SUPPLIED DATA>
□ □ □ □ □ □ □

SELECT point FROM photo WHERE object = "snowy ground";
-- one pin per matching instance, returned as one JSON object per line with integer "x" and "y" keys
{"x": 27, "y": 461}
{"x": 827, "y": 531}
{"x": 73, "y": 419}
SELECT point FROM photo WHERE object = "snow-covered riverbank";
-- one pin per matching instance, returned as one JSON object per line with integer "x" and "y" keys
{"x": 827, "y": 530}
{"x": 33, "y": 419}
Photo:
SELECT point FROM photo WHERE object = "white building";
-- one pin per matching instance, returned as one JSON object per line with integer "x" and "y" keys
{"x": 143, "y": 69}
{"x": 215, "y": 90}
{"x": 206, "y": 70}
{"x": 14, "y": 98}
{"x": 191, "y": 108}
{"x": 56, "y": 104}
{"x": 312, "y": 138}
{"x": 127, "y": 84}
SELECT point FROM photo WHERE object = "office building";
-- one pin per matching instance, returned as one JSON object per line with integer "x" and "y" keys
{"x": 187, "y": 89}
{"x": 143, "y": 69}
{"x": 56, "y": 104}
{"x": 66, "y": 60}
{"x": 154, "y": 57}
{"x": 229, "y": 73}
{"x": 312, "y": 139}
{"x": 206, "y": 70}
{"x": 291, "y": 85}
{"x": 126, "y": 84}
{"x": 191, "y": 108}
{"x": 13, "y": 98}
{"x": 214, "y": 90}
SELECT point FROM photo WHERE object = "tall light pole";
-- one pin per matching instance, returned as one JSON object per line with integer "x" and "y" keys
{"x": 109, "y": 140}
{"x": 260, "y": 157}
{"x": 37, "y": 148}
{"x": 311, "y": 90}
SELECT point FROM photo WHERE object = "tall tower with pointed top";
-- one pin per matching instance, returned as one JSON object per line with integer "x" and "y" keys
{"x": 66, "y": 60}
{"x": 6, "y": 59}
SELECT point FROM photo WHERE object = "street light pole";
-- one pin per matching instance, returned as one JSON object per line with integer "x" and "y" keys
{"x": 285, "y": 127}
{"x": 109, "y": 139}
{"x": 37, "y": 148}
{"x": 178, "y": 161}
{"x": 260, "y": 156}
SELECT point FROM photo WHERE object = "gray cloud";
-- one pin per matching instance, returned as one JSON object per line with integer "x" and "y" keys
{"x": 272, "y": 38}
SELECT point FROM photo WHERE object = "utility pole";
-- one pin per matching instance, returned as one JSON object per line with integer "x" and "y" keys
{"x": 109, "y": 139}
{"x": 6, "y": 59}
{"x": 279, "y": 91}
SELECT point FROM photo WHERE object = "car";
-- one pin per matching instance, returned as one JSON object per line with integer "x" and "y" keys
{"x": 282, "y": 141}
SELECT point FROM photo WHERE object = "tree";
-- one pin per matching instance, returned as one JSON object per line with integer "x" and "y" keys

□ □ □ □ □ □ □

PROBLEM DETAILS> Output every line of the entries above as a numbered list, omitting any blank lines.

TASK ANSWER>
1. SELECT point FROM photo WHERE object = "snowy ground";
2. -- one pin per matching instance, returned as one JSON object per line with integer "x" and "y" keys
3. {"x": 27, "y": 461}
4. {"x": 827, "y": 531}
5. {"x": 73, "y": 419}
6. SELECT point FROM photo WHERE object = "snow-covered riverbank";
7. -- one pin per matching instance, returned as one JSON object per line with integer "x" and "y" keys
8. {"x": 827, "y": 530}
9. {"x": 33, "y": 419}
10. Photo:
11. SELECT point FROM photo WHERE object = "white building";
12. -- one pin per matching instance, returned as one JSON object per line with integer "x" and "y" keys
13. {"x": 143, "y": 69}
14. {"x": 215, "y": 90}
15. {"x": 206, "y": 70}
16. {"x": 14, "y": 98}
17. {"x": 191, "y": 108}
18. {"x": 56, "y": 104}
19. {"x": 312, "y": 138}
20. {"x": 127, "y": 84}
21. SELECT point FROM photo WHERE object = "office building";
22. -- one pin per matching instance, returned as one JSON object per line with integer "x" and "y" keys
23. {"x": 187, "y": 89}
24. {"x": 143, "y": 69}
25. {"x": 56, "y": 104}
26. {"x": 66, "y": 60}
27. {"x": 154, "y": 57}
28. {"x": 229, "y": 73}
29. {"x": 312, "y": 139}
30. {"x": 206, "y": 70}
31. {"x": 291, "y": 85}
32. {"x": 126, "y": 84}
33. {"x": 191, "y": 108}
34. {"x": 13, "y": 98}
35. {"x": 214, "y": 90}
36. SELECT point FROM photo WHERE object = "tall light pole";
37. -- one pin per matching instance, returned as one JSON object per line with integer "x" and "y" keys
38. {"x": 109, "y": 140}
39. {"x": 260, "y": 157}
40. {"x": 37, "y": 148}
41. {"x": 311, "y": 90}
42. SELECT point FROM photo WHERE object = "tall tower with pointed top";
43. -- one pin per matching instance, returned as one JSON object per line with integer "x" and "y" keys
44. {"x": 66, "y": 60}
45. {"x": 6, "y": 59}
46. SELECT point FROM photo WHERE object = "street light pole";
47. -- one pin per matching instance, returned as one JSON object per line with integer "x" and "y" keys
48. {"x": 285, "y": 127}
49. {"x": 109, "y": 139}
50. {"x": 37, "y": 148}
51. {"x": 178, "y": 161}
52. {"x": 260, "y": 156}
53. SELECT point FROM photo WHERE object = "gray cloud";
54. -- one pin per matching instance, returned as one JSON object per line with integer "x" and "y" keys
55. {"x": 272, "y": 38}
56. SELECT point FROM photo WHERE object = "utility pole";
57. -- one pin per matching instance, returned as one JSON object per line with integer "x" and "y" keys
58. {"x": 109, "y": 139}
59. {"x": 6, "y": 59}
60. {"x": 279, "y": 91}
61. SELECT point FROM photo WHERE object = "car";
62. -- one pin per matching instance, returned as one JSON object per line with integer "x" and "y" keys
63. {"x": 282, "y": 141}
64. SELECT point FROM photo WHERE object = "tree";
65. -- one pin per matching instance, returned as one JSON object per line with integer "x" and "y" keys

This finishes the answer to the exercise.